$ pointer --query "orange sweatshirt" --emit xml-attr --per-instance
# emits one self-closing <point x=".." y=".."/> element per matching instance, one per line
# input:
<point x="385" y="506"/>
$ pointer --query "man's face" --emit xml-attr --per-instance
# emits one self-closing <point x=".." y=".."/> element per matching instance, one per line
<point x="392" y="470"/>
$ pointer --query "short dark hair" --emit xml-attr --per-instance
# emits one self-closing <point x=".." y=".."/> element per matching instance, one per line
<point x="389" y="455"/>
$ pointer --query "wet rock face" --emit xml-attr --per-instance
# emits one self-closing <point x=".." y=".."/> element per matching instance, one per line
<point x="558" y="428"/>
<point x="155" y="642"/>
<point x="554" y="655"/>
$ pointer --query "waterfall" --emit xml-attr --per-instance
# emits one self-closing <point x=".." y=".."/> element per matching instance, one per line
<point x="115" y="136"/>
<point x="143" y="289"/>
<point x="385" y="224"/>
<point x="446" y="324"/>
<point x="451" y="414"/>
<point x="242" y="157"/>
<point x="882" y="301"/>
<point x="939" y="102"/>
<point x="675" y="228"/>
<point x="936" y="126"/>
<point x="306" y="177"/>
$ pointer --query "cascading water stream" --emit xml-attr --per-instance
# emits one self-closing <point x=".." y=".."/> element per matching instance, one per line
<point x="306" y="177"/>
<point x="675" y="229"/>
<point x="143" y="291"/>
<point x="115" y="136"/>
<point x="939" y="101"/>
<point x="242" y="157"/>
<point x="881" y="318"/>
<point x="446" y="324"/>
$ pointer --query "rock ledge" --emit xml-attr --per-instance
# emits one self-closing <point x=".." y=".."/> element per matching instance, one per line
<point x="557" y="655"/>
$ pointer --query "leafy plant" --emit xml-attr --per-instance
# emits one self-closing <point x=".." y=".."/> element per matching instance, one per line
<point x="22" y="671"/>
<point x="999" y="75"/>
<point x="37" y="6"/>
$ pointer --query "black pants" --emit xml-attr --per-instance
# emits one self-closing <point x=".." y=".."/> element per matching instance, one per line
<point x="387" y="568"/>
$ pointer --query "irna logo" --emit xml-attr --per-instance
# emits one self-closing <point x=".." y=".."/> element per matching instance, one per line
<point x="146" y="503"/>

The problem -
Output the full listing without altering anything.

Worked solution -
$ pointer --query "orange sweatshirt" --emit xml-attr --per-instance
# emits one self-closing <point x=".." y=".."/> element per matching instance, one per line
# input:
<point x="385" y="506"/>
$ pointer --query "man's face" --emit xml-attr --per-instance
# emits one self-closing <point x=".." y=".."/> element per matching instance, one per line
<point x="392" y="470"/>
$ pointer --query "short dark hair" --emit xml-attr --per-instance
# emits one self-closing <point x=".." y=".."/> element per matching instance, one per line
<point x="389" y="455"/>
$ pointer --query "wet rock face" --emit xml-attr --per-instance
# emits one self-closing <point x=".." y=".."/> element per matching instance, one per line
<point x="558" y="428"/>
<point x="155" y="642"/>
<point x="554" y="655"/>
$ pointer --query "waterfall" --emit xml-attr --per-instance
# emits one self-closing <point x=".." y=".."/> element per matching instance, one per line
<point x="115" y="136"/>
<point x="143" y="289"/>
<point x="385" y="224"/>
<point x="446" y="324"/>
<point x="451" y="414"/>
<point x="242" y="157"/>
<point x="882" y="301"/>
<point x="939" y="102"/>
<point x="675" y="228"/>
<point x="936" y="126"/>
<point x="306" y="177"/>
$ pointer --query "cascading water stream" --emit xml-attr --per-instance
# emits one self-closing <point x=".." y=".."/> element per matching instance, one per line
<point x="306" y="177"/>
<point x="675" y="229"/>
<point x="143" y="291"/>
<point x="115" y="136"/>
<point x="939" y="101"/>
<point x="242" y="157"/>
<point x="881" y="318"/>
<point x="446" y="324"/>
$ pointer --query "rock ledge" --emit xml-attr --per-instance
# emits one self-closing <point x=".." y=".."/> element per matching instance, one per line
<point x="557" y="655"/>
$ pointer --query "leafy plant" --emit xml-attr --per-instance
# emits one self-closing <point x=".." y=".."/> element per matching instance, one per line
<point x="22" y="671"/>
<point x="999" y="75"/>
<point x="37" y="6"/>
$ pointer --query "black pants" --emit xml-attr --per-instance
# emits one self-closing <point x=".." y=".."/> element per matching instance, one per line
<point x="387" y="568"/>
$ pointer --query "irna logo" --emit xml-attr --per-instance
# emits one self-closing <point x=".." y=".."/> element per matching instance, one per line
<point x="146" y="503"/>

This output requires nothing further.